> Exercise tasks:
1. From the blog post, transcribe the part that opens with the words containing "A Canadian lady" and closes with "sympathic professional listener.".
2. Using the blog post, answer each question:
(a) What nationality was the lady in the documentary?
(b) What had she bought to announce a solitary celebration?
(c) About how old was the writer when the scene was on television?
3. The blog post has a sentence starting "She listened to music". List every everyday activity that sentence names.

> Document text:
--- --- ---

Saturday, 10 March 2007

Reflections: Resuming my writing dream (category of. dream hopes, wishes)



Sunday Scribblings

One stranger's hazy fight for her dreams reached mine when I struggled to recover from a recent despondency.

In analysing my somewhat dishevelled emotions that sprouted from a subtle catastrophe and its straggly remnants, I remembered a scene from the television when I was about 10 years old and which now made a furious impact on me.

A Canadian lady went to visit a therapist and replay her story of sadness.


She spotted long blonde hair that fell over her face in neat straight lines, dressed stylishly and often looked wistful and pensive, if not more than a little thoughtful. The background music was close to Joan Baez's guitarwork or the Beatles' rendition of Norwegian Wood. Something like that.


She was obviously struggling to get over a terrible disappointment and with each session, recalled a little more of her painful story to the sympathic professional listener.

The documentary traced the progress of her emotional journey, through her everyday life in her apartment. She listened to music, cooked and shopped. She lived alone at the time. Isn't it funny how the mind captures an individual's intense observation with more clarity than one tries to remember and in later years can draw in the scene with a sharper vision than the television could ever have produced.


And so now in the summer of my own years, I suddenly remembered.


What struck me most was the last episode of this old documentary. The lady was smiling.

Still in her long ponytail, she stood on the balcony, arranging her newly-potted plants. She had bought her ferns to announce a solitary celebration. She then went down to the street to view her handiwork. She smiled and smiled. This is the scene I recall vividly: her grace in an animated pleasure.

She had been to see the therapist for the last time.

And much as that specialist had been a confidante, this lady knew she was well enough never to go back. She was pleased. She looked forward to a future with her dreams in place, whatever they may have been.

I remember the narrator said that she had been, for the last time and had come to accept her realities for what they were and she was once more, tasting joy.

--- --- ---

Dataset entries

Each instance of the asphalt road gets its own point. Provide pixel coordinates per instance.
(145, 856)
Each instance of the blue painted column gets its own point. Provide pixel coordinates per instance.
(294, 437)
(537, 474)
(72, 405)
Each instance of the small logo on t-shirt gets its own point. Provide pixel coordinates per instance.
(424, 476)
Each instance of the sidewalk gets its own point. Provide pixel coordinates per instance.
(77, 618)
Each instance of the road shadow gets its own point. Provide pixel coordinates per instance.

--- --- ---

> Solution list:
1.
A Canadian lady went to visit a therapist and replay her story of sadness.


She spotted long blonde hair that fell over her face in neat straight lines, dressed stylishly and often looked wistful and pensive, if not more than a little thoughtful. The background music was close to Joan Baez's guitarwork or the Beatles' rendition of Norwegian Wood. Something like that.


She was obviously struggling to get over a terrible disappointment and with each session, recalled a little more of her painful story to the sympathic professional listener.

2.
(a) Canadian
(b) Her ferns
(c) About 10 years old

3.
- Listened to music
- Cooked
- Shopped